**Task requirements**
Turn the whole listing below into a numbered list, skipping any blank lines.

**Data**
>> BEGIN

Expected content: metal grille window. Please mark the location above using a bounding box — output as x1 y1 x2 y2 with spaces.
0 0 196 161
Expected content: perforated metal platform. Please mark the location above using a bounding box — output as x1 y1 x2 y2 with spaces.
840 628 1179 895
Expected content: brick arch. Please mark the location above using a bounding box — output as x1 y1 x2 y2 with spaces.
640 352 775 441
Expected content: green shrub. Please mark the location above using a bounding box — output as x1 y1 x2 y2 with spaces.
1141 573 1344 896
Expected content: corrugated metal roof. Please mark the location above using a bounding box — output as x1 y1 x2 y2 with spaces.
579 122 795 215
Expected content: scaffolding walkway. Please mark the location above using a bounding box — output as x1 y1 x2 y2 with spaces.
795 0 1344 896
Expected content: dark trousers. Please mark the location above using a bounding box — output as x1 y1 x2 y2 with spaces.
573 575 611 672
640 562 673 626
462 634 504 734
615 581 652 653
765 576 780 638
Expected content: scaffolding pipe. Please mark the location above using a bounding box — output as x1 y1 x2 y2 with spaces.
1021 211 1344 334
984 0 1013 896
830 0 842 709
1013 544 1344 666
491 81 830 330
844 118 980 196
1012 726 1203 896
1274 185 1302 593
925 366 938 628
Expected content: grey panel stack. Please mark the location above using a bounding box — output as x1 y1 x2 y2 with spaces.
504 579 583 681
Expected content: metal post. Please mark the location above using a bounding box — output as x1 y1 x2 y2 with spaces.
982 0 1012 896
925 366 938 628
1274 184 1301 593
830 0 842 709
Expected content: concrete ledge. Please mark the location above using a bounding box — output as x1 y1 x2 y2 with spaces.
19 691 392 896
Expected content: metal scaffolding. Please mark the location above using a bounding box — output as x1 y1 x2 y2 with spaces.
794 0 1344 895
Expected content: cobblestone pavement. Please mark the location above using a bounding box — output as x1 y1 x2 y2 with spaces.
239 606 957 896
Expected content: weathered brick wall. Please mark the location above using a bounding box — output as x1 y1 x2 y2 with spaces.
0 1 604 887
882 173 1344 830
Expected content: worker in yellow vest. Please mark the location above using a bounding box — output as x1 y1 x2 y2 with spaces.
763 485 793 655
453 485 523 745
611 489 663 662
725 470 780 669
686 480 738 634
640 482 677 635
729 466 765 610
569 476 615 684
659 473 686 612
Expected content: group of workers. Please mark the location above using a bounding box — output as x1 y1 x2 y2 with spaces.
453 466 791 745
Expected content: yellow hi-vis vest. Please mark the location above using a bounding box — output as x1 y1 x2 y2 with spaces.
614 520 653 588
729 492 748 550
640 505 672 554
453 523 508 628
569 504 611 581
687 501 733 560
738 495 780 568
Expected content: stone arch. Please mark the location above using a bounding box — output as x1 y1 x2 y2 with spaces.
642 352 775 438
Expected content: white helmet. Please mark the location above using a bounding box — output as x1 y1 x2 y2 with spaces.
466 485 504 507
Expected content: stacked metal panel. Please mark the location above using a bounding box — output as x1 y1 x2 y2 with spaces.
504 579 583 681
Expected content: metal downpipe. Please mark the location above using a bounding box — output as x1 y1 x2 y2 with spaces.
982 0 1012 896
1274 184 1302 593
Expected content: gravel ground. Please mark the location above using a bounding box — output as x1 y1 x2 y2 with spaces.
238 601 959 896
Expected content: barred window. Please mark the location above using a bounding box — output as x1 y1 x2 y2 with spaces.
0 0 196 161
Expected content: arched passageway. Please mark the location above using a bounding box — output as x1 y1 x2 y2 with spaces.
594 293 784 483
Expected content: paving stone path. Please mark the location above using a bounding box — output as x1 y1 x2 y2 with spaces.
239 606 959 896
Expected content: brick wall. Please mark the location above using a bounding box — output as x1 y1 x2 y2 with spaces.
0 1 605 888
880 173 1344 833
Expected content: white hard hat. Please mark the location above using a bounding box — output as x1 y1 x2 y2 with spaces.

>> END

**Exercise answer**
1. Expected content: metal grille window. Please mark the location above using a bounding box — output as x1 y1 x2 y2 with spaces.
2. 0 0 196 161
3. Expected content: perforated metal platform. Please mark the location above using a bounding box — output as x1 y1 x2 y2 with spaces.
4. 840 628 1179 895
5. Expected content: brick arch. Please mark the location above using a bounding box — output as x1 y1 x2 y2 with spaces.
6. 640 352 775 441
7. Expected content: green shrub. Please mark the location above using a bounding box — output as x1 y1 x2 y2 with spaces.
8. 1141 573 1344 896
9. Expected content: corrugated metal roof. Please mark the location above using a bounding box — output as x1 y1 x2 y2 with spaces.
10. 579 122 795 215
11. Expected content: scaffolding walkway. Please mark the location above using a bounding box — output as x1 y1 x2 y2 with spaces.
12. 795 0 1344 896
13. Expected content: dark trousers. Please mark the location above using a bounding box — output as x1 y1 x2 y2 with spaces.
14. 573 575 611 672
15. 640 562 673 626
16. 462 634 504 734
17. 615 581 652 653
18. 765 576 780 638
19. Expected content: scaffolding pipe. Please mark the location above using a bounding box — output as x1 y1 x2 y2 with spaces.
20. 1021 211 1344 334
21. 984 0 1013 896
22. 830 0 842 709
23. 1013 544 1344 666
24. 491 81 830 330
25. 844 118 980 196
26. 1012 726 1203 896
27. 1274 185 1302 593
28. 925 366 938 628
29. Expected content: grey panel stack. Please mark the location above using a bounding box — output as x1 y1 x2 y2 with spaces.
30. 504 579 583 681
31. Expected content: metal post. Please mark the location above using a bounding box — output as x1 y1 x2 y2 with spaces.
32. 982 0 1012 896
33. 925 366 938 628
34. 1274 184 1301 593
35. 830 0 842 709
36. Expected content: concrete ledge. Please mark the location above using a bounding box — output as x1 y1 x2 y2 with spaces.
37. 19 691 392 896
38. Expected content: metal scaffolding. Please mark the location above using a bounding box — output as x1 y1 x2 y2 with spaces.
39. 794 0 1344 895
40. Expected content: cobblestone pavement. Please mark the location above using a bounding box — output as x1 y1 x2 y2 with spaces.
41. 239 606 957 896
42. Expected content: weathered brick wall. Please mark the location above using a bounding box — output as x1 y1 x2 y2 with spaces.
43. 0 1 604 887
44. 882 173 1344 830
45. Expected content: worker in yellow vest. Please mark the location above using a bounding box — output as x1 y1 x2 y2 with spaces.
46. 763 485 793 655
47. 453 485 523 745
48. 611 489 663 662
49. 725 470 780 669
50. 686 480 738 634
51. 640 482 677 635
52. 729 466 765 610
53. 569 476 615 684
54. 659 473 686 612
55. Expected content: group of workers. Please mark the location above using a bounding box — output as x1 y1 x2 y2 with spaces.
56. 453 466 791 745
57. Expected content: yellow hi-vis vest. Please mark the location above using a bounding box — output as x1 y1 x2 y2 with spaces.
58. 614 520 653 588
59. 729 492 748 550
60. 640 505 672 554
61. 453 523 508 628
62. 569 504 611 581
63. 687 501 733 560
64. 738 495 780 568
65. Expected content: stone arch. Please mark the location above using a bounding box — output as x1 y1 x2 y2 with spaces.
66. 642 352 775 438
67. Expected content: white helmet. Please mark the location above using a bounding box — output as x1 y1 x2 y2 with spaces.
68. 466 485 504 507
69. Expected content: stacked metal panel. Please mark the location above using a bounding box — output as x1 y1 x2 y2 with spaces.
70. 504 579 583 681
71. Expected content: metal downpipe. Please mark the location above using a bounding box — output as x1 y1 x2 y2 with spaces.
72. 982 0 1012 896
73. 1274 184 1302 593
74. Expected content: gravel ground. Please mark the location above using a bounding box — output as x1 y1 x2 y2 with spaces.
75. 238 601 959 896
76. Expected content: barred window. Please mark the location above using a bounding box — output as x1 y1 x2 y2 with spaces.
77. 0 0 196 161
78. Expected content: arched passageway. Please mark the location above using a bounding box — output as x1 y1 x2 y2 with spaces.
79. 594 293 784 483
80. Expected content: paving stone path. Please mark the location above using a bounding box — output as x1 y1 x2 y2 with spaces.
81. 239 606 959 896
82. Expected content: brick wall. Please mark the location above using a bounding box — output as x1 y1 x2 y2 with spaces.
83. 0 1 605 888
84. 880 173 1344 833
85. Expected content: white hard hat. Please mark the location above using a bounding box — output as x1 y1 x2 y2 with spaces.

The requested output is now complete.